What is needed here is an exact copy of all the records below.

Material for the task Block Start

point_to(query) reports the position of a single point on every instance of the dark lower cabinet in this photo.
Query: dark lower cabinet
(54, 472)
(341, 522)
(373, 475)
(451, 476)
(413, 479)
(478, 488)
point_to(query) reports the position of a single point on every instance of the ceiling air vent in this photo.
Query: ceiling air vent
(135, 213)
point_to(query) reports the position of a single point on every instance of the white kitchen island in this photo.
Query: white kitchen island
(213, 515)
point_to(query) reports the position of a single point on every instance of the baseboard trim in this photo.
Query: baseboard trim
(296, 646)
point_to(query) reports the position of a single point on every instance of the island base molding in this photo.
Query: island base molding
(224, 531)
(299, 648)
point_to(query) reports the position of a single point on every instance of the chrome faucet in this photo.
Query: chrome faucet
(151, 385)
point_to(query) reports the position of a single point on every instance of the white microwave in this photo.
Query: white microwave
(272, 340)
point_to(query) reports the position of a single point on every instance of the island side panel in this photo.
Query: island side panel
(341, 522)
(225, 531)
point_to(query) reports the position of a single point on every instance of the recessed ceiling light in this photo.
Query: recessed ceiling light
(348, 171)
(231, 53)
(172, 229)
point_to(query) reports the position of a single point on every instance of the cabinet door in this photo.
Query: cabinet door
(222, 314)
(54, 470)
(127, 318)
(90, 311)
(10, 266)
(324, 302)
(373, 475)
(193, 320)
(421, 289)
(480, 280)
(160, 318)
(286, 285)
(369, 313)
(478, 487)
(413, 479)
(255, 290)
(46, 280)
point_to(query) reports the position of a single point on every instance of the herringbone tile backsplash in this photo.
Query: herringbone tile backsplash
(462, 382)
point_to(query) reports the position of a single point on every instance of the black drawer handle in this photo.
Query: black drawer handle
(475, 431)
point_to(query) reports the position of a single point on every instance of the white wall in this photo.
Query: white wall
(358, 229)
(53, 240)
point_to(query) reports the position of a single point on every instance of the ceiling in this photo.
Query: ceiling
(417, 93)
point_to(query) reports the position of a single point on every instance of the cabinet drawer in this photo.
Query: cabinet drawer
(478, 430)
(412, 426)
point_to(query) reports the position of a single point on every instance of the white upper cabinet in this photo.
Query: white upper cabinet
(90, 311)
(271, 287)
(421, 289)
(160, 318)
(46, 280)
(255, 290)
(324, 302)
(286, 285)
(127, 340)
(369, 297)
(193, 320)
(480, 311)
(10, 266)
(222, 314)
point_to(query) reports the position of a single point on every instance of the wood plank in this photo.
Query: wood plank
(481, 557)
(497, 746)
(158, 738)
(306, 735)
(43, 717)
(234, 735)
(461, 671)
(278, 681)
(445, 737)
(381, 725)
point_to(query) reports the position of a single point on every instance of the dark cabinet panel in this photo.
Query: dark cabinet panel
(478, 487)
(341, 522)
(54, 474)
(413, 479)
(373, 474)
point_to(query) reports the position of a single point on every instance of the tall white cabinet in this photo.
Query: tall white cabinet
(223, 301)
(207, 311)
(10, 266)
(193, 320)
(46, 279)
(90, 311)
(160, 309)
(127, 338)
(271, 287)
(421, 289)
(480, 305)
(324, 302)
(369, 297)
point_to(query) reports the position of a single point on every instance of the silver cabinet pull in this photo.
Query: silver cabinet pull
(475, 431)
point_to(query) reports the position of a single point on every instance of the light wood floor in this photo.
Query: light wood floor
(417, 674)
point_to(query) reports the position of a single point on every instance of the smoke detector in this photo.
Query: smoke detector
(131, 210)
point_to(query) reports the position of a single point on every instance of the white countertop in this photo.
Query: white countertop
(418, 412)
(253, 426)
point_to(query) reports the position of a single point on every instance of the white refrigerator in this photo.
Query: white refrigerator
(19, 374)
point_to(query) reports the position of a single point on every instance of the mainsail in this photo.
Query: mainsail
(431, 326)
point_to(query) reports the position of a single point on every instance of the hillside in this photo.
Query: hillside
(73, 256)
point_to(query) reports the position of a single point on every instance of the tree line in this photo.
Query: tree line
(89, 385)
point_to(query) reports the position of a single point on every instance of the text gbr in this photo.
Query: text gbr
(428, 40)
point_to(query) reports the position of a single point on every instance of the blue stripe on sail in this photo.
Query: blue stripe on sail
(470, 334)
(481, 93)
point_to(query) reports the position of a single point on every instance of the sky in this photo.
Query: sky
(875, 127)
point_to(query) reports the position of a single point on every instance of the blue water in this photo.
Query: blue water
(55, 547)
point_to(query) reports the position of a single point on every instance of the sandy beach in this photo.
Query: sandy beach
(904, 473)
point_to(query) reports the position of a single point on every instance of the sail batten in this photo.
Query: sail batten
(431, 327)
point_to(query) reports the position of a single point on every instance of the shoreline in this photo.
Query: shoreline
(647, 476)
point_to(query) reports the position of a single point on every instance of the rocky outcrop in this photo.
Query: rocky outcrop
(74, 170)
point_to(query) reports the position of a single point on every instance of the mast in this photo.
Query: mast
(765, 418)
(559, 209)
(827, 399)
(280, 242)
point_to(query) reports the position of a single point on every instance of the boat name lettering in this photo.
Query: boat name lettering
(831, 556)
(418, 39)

Material for the task Block End

■ **Exercise response**:
point_to(query) reports the position of a single point on every instance of the dark lower cabinet in this photo.
Query: dark lower cabinet
(54, 472)
(341, 522)
(373, 475)
(451, 476)
(413, 479)
(478, 488)
point_to(query) reports the position of a single point on every instance of the ceiling air vent in this photo.
Query: ceiling air vent
(135, 213)
point_to(query) reports the position of a single point on every instance of the white kitchen island in this photo.
Query: white kitchen island
(213, 515)
point_to(query) reports the position of a single point on every instance of the baseboard trim in this photo.
Query: baseboard trim
(296, 646)
point_to(query) reports the position of a single point on every instance of the island base molding in this photo.
Query: island base molding
(224, 531)
(299, 648)
point_to(query) reports the position of a single point on every instance of the chrome faucet in this photo.
Query: chrome faucet
(151, 385)
point_to(query) reports the position of a single point on every instance of the white microwave in this photo.
Query: white microwave
(272, 340)
point_to(query) reports the position of a single point on every instance of the island side panel in this photo.
Query: island side panel
(341, 522)
(225, 531)
point_to(query) reports the position of a single point on every instance of the recessed ceiling light in this photo.
Query: recessed ceiling light
(348, 171)
(231, 53)
(172, 229)
point_to(query) reports the position of a single point on every instance of the cabinet door in this photo.
Query: cabinet door
(222, 314)
(54, 470)
(127, 318)
(90, 311)
(10, 266)
(324, 302)
(373, 475)
(193, 320)
(421, 289)
(480, 280)
(160, 318)
(286, 285)
(369, 313)
(478, 487)
(413, 479)
(255, 290)
(46, 280)
point_to(query) reports the position of a single point on every instance of the herringbone tile backsplash in this photo.
Query: herringbone tile backsplash
(462, 382)
point_to(query) reports the position of a single point on every instance of the black drawer handle in this photo.
Query: black drawer handle
(475, 431)
point_to(query) reports the position of a single point on every instance of the white wall in this photo.
Query: white wall
(358, 229)
(53, 240)
point_to(query) reports the position of a single point on every instance of the ceiling in this photo.
Query: ceiling
(417, 93)
point_to(query) reports the position of a single point on every instance of the cabinet drawer in this photo.
Query: cabinet drawer
(478, 430)
(412, 426)
point_to(query) reports the position of a single point on every instance of the white upper cabinet in this photo.
Query: white upper cabinet
(90, 311)
(271, 287)
(421, 289)
(160, 318)
(46, 280)
(255, 290)
(324, 302)
(286, 285)
(127, 340)
(369, 297)
(193, 320)
(480, 311)
(10, 266)
(222, 314)
point_to(query) reports the position of a single point on every instance of the wood plank in this photo.
Query: wood plank
(481, 557)
(497, 746)
(158, 738)
(306, 735)
(43, 717)
(234, 735)
(461, 671)
(278, 681)
(445, 737)
(381, 725)
point_to(query) reports the position of a single point on every instance of the dark cabinet panel in this photo.
Query: dark cabinet panel
(478, 487)
(341, 522)
(54, 474)
(413, 479)
(373, 474)
point_to(query) reports the position of a single point on every instance of the tall white cabinet in this photo.
Query: tall white cabinet
(223, 301)
(207, 311)
(10, 266)
(193, 320)
(46, 279)
(90, 311)
(160, 309)
(127, 338)
(271, 287)
(421, 289)
(480, 305)
(324, 302)
(369, 297)
point_to(query) reports the position of a single point on every instance of the silver cabinet pull in this photo.
Query: silver cabinet pull
(475, 431)
point_to(query) reports the position of a single point on every instance of the light wood floor in this photo.
Query: light wood floor
(417, 674)
point_to(query) reports the position of a single point on every instance of the smoke detector in this photo.
Query: smoke detector
(131, 210)
point_to(query) reports the position of a single point on every instance of the white countertop in this photo.
Query: white countertop
(418, 412)
(253, 426)
point_to(query) reports the position of a single point on every instance of the white refrigerator in this photo.
Query: white refrigerator
(19, 374)
point_to(query) reports the position of a single point on every instance of the mainsail in this photo.
Query: mainsail
(431, 326)
point_to(query) reports the position of a single point on every instance of the hillside in this photo.
Query: hillside
(73, 256)
point_to(query) reports the position of a single point on every instance of the tree line in this photo.
Query: tree line
(89, 385)
point_to(query) reports the position of a single point on every instance of the text gbr in this photo.
Query: text gbr
(428, 40)
point_to(query) reports the position of a single point on every instance of the blue stripe on sail in this photo.
Query: blue stripe on sail
(470, 334)
(481, 93)
point_to(query) reports the position of a single point on every instance of the sky in this photo.
Query: sky
(875, 127)
point_to(query) reports the position of a single point on every instance of the blue water in this photo.
Query: blue water
(55, 547)
point_to(query) reports the position of a single point on every instance of the sandy beach in this photo.
Query: sandy beach
(904, 473)
point_to(query) reports the position of a single point on every instance of the sail batten in this photo.
Query: sail batten
(431, 327)
point_to(query) reports the position of a single point on every instance of the shoreline in this photo.
Query: shoreline
(647, 476)
point_to(query) reports the position of a single point on every instance of the rocky outcrop in this photo.
Query: rocky outcrop
(74, 170)
point_to(query) reports the position of a single point on every instance of the mast in this photo.
Query: mast
(765, 418)
(559, 209)
(827, 399)
(280, 242)
point_to(query) reports the position of a single point on every instance of the boat name lettering in this photo.
Query: boat name lettering
(831, 556)
(418, 39)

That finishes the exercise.